## EXCERPT PROVIDED
Asteroid to zip past Earth today

An asteroid will skim past the Earth today in the cosmic equivalent of a near miss. The 30-40 meter wide lump of space rock from beyond Mars will shoot by at a distance of only 40,000 miles – less than a sixth the distance of the Moon and around twice the height of communications satellites.

Asteroid Gaspra from Galileo in 1991It was only discovered on Friday, 27 February, by Robert McNaught as a faint 19th magnitude speck on a photograph of the sky he took at Australia’s Siding Spring Observatory in New South Wales. It was then one and a half million miles away but closing in rapidly.

The asteroid was labelled 2009 DD45 by astronomers. Closest approach occurs during daylight over Britain at 1.44pm UK time when it will be crossing the sky at a rate of half a degree – the Moon’s apparent diameter – a minute.

It will be close enough to be seen in amateur astronomers’ backyard telescopes from countries in darkness, such as Australia and New Zealand, as a tenth magnitude “star” passing through the constellation of Virgo.

## WORK TO DO
1) Set down everything in the asteroid article from "Asteroid to zip" down to "of communications satellites.".
2) According to the asteroid article, who discovered the space rock, and on what day?

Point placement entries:
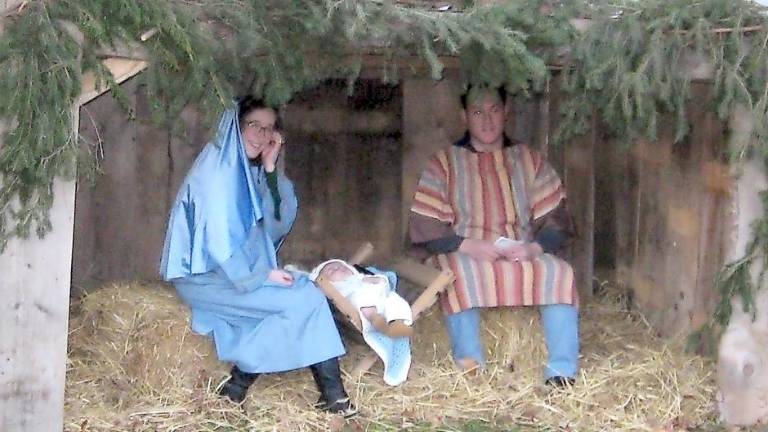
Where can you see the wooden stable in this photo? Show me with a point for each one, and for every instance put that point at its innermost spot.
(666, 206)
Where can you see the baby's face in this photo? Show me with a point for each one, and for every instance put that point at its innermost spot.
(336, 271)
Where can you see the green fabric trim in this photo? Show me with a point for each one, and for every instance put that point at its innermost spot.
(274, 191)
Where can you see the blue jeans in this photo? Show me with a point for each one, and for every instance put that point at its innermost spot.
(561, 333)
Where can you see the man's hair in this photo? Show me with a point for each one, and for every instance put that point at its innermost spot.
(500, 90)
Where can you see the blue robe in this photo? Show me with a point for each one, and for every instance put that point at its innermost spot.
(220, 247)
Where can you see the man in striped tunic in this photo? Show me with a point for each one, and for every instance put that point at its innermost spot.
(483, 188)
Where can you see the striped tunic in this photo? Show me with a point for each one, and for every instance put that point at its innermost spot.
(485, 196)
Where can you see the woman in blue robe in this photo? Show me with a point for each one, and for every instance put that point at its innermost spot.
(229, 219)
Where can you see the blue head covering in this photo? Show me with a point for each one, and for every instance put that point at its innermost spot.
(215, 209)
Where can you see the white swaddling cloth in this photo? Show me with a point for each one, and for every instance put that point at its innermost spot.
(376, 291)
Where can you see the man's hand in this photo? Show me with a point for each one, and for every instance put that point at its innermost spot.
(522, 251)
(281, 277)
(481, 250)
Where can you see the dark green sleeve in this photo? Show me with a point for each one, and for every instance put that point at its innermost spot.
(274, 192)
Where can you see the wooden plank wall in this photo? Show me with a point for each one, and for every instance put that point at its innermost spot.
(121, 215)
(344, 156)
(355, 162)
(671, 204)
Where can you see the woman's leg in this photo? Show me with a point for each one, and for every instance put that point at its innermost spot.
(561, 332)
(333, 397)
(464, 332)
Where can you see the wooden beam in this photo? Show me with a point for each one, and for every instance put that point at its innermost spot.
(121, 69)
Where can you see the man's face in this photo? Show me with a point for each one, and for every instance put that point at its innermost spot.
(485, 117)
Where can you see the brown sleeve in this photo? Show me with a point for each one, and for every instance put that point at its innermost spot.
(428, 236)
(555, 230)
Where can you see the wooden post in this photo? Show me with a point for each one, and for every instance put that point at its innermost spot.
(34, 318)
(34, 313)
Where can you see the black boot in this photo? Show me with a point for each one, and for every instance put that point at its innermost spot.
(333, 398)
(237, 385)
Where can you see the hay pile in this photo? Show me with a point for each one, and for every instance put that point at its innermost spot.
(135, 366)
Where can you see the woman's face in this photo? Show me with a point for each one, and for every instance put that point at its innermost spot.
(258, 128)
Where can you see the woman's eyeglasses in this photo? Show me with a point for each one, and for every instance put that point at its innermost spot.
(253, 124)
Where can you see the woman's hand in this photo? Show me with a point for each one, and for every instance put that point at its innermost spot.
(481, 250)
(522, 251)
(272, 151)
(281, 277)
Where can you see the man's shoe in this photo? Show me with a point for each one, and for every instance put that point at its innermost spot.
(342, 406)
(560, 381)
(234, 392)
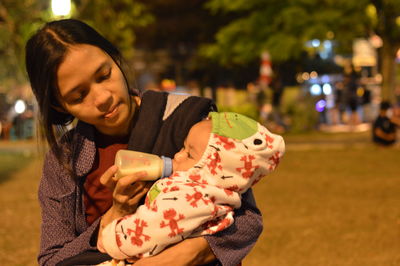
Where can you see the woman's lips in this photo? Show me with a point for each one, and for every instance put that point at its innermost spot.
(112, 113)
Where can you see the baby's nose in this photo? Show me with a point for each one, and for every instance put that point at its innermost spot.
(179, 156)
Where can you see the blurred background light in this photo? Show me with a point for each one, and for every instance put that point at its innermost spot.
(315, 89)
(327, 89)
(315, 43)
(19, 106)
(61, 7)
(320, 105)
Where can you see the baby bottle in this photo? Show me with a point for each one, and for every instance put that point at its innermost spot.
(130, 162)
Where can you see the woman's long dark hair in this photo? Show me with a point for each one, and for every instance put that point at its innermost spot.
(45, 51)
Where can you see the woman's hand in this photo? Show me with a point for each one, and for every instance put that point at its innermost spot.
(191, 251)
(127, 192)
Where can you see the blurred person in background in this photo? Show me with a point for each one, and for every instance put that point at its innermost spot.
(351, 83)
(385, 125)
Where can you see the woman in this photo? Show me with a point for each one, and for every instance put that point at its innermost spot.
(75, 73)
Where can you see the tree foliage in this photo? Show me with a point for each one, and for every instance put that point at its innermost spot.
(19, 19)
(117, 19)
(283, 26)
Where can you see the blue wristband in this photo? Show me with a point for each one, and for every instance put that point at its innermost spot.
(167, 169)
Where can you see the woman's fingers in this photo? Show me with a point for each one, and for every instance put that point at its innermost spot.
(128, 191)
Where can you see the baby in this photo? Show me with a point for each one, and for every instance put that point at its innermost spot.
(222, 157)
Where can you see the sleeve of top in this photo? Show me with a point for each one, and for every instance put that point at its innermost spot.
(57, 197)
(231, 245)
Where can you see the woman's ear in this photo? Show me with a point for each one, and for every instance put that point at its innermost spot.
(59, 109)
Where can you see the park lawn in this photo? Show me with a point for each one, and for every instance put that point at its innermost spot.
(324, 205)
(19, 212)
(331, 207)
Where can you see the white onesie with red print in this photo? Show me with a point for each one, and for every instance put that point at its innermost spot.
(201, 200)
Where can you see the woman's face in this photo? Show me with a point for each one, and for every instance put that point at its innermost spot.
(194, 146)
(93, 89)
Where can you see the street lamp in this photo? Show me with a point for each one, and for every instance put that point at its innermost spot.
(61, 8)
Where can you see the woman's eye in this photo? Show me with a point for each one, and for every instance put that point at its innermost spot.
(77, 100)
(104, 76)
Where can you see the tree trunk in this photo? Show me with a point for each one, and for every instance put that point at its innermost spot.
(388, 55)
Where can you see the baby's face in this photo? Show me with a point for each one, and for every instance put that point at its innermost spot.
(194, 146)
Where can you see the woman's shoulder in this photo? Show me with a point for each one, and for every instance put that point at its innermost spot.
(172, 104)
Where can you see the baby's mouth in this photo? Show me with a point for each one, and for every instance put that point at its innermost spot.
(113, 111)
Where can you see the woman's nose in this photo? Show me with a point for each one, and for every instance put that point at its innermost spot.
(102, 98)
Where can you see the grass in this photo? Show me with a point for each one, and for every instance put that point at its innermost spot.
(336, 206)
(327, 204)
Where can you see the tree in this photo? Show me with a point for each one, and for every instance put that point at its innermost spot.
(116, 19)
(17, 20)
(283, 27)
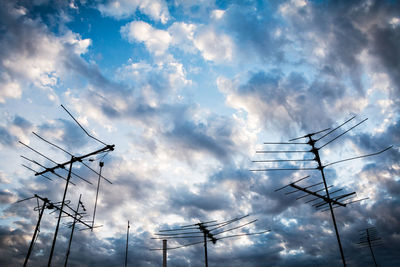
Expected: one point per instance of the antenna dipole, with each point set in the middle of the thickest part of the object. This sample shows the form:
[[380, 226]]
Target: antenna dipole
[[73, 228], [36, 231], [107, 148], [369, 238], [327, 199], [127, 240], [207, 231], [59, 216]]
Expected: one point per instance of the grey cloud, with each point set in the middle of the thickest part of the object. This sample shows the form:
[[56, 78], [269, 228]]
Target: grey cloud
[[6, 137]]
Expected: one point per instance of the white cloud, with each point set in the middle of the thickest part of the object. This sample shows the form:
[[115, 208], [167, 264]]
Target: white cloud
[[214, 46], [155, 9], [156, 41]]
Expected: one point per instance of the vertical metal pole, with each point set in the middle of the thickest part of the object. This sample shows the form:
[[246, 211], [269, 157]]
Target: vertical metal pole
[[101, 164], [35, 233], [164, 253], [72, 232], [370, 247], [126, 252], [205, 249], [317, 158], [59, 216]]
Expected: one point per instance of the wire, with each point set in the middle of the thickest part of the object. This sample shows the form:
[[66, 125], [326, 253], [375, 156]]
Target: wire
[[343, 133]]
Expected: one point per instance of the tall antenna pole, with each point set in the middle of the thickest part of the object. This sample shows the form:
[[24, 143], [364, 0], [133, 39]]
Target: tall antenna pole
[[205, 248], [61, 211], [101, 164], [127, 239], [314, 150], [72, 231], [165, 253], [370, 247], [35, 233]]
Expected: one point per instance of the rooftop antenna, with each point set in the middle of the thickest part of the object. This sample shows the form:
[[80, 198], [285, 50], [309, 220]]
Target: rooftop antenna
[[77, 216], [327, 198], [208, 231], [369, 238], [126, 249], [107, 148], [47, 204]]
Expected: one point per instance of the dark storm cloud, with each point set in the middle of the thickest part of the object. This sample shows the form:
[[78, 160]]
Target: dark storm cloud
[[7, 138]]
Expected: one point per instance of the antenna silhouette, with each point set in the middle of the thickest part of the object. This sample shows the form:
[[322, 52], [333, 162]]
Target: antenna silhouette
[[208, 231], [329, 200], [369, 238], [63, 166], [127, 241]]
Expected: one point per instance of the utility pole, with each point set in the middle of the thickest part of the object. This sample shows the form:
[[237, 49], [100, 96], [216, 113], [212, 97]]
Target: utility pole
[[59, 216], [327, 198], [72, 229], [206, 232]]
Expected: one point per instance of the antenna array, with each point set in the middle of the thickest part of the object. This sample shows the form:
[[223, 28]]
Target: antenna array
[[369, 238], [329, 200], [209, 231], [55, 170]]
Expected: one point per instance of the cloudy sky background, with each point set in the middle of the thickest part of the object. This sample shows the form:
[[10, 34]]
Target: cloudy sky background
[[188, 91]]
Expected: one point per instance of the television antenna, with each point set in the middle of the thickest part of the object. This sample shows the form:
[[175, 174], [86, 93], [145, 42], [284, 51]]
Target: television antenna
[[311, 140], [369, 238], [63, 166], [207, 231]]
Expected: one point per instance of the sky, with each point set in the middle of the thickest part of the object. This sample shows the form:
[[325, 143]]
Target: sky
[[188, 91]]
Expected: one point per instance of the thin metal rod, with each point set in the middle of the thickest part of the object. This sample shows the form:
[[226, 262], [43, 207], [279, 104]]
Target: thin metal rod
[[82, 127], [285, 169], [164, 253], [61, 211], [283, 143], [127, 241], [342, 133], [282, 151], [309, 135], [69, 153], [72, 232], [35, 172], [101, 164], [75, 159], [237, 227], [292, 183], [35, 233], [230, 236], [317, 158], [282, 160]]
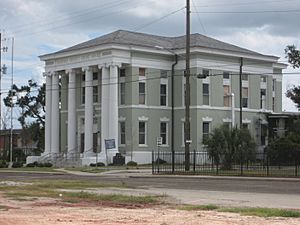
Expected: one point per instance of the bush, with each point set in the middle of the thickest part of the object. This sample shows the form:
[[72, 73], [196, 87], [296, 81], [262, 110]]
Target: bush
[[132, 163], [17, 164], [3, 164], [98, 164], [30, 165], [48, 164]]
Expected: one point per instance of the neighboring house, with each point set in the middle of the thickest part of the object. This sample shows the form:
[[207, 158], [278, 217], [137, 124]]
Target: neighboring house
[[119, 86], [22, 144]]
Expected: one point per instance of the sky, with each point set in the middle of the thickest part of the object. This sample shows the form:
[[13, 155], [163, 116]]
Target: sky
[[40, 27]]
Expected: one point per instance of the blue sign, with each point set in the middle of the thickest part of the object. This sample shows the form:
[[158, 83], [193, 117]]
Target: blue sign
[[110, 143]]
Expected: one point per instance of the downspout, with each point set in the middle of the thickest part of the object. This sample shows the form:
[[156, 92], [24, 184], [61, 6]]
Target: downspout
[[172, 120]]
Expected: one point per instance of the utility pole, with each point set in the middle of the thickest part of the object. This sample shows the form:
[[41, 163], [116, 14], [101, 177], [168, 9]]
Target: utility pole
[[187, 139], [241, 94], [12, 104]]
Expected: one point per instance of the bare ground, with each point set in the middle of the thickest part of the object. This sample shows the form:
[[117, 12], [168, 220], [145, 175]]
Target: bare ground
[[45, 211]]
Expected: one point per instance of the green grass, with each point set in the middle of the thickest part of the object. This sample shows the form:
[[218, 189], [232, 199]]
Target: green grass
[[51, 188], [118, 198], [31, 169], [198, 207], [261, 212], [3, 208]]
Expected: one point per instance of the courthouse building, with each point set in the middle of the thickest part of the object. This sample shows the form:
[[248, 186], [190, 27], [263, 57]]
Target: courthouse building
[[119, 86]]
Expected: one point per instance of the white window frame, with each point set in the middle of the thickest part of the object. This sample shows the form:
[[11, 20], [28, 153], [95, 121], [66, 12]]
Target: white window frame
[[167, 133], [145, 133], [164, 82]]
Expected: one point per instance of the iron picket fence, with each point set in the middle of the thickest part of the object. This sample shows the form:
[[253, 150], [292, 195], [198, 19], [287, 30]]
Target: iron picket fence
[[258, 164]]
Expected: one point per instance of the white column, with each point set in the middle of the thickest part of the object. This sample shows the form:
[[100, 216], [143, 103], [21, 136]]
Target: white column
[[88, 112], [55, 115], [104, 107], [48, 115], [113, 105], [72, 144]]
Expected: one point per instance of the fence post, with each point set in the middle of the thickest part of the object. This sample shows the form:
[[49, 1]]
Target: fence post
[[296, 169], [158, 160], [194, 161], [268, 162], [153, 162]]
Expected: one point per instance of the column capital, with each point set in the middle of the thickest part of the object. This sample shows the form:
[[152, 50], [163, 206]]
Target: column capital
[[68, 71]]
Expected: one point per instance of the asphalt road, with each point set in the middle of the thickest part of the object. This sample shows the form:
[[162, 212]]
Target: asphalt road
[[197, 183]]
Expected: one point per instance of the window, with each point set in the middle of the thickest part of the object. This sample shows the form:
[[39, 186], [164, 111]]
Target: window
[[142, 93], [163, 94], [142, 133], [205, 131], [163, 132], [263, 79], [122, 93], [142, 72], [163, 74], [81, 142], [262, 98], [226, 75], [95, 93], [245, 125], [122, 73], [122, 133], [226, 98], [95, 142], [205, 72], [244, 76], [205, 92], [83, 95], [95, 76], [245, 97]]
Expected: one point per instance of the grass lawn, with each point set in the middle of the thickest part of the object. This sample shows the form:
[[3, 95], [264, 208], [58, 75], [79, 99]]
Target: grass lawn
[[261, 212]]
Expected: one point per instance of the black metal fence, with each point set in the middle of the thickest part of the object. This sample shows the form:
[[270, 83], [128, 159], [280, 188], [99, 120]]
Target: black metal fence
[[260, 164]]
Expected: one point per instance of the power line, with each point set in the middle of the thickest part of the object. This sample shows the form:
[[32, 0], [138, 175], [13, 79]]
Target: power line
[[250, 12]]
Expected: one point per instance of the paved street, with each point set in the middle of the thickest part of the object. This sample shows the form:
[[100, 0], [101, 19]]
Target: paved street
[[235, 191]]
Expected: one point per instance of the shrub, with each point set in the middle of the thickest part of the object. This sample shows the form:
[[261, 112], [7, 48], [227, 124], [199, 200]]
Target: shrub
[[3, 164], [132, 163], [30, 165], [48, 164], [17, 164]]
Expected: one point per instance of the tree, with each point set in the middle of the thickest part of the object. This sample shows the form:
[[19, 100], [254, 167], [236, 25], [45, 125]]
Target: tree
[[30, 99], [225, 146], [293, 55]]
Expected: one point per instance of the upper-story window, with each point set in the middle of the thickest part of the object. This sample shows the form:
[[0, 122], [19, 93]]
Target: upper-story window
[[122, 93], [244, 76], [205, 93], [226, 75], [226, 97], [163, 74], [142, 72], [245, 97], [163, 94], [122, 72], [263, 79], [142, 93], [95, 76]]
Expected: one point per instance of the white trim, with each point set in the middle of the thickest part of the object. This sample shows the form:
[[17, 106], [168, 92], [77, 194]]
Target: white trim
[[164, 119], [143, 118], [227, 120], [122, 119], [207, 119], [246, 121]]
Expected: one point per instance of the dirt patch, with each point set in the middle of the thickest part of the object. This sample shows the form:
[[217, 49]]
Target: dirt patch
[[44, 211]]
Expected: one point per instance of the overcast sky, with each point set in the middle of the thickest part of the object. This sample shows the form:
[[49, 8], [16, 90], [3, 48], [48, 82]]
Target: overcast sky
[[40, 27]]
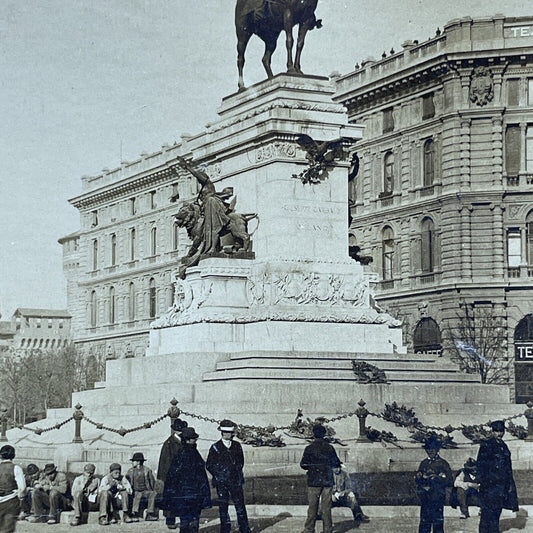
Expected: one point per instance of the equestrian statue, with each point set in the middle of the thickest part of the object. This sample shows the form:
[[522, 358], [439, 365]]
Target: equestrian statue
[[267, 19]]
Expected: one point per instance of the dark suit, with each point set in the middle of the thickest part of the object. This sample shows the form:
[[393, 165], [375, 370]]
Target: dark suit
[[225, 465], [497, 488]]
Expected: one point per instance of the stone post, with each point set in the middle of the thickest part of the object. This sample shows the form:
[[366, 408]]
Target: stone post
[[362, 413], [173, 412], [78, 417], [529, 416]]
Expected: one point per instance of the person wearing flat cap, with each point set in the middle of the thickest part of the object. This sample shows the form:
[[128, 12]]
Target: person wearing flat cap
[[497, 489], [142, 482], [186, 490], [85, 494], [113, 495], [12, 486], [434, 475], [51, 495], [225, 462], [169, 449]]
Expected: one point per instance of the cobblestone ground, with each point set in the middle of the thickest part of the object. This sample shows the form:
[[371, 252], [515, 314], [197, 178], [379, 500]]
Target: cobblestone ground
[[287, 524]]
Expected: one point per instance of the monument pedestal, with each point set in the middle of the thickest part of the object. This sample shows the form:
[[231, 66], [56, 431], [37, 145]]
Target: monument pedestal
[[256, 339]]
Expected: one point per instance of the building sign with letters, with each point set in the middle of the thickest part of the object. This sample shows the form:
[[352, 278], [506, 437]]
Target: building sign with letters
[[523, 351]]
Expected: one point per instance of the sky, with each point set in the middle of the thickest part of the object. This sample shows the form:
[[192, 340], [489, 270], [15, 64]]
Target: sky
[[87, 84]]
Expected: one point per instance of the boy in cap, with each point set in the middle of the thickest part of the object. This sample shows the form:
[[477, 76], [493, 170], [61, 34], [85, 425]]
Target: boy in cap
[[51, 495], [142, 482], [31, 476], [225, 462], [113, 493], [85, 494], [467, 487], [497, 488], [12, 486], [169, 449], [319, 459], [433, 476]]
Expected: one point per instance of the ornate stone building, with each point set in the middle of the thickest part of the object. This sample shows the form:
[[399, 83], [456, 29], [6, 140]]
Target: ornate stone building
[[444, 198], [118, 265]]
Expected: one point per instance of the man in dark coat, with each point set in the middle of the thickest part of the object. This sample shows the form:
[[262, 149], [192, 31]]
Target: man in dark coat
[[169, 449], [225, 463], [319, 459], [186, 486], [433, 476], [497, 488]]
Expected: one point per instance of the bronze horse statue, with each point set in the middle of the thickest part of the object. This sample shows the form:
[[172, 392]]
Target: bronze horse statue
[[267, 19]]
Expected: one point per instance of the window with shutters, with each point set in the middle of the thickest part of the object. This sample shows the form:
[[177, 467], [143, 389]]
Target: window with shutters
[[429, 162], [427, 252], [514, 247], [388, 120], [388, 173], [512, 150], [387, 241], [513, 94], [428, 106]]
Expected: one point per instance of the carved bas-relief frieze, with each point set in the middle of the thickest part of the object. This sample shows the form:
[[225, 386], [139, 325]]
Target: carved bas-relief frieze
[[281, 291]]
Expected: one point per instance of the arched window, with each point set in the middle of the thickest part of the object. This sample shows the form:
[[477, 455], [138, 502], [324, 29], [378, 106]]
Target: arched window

## TASK-BY-TASK OUTPUTS
1)
Asteroid to zip past Earth today

An asteroid will skim past the Earth today in the cosmic equivalent of a near miss. The 30-40 meter wide lump of space rock from beyond Mars will shoot by at a distance of only 40,000 miles – less than a sixth the distance of the Moon and around twice the height of communications satellites.

2) Robert McNaught discovered it on Friday, 27 February.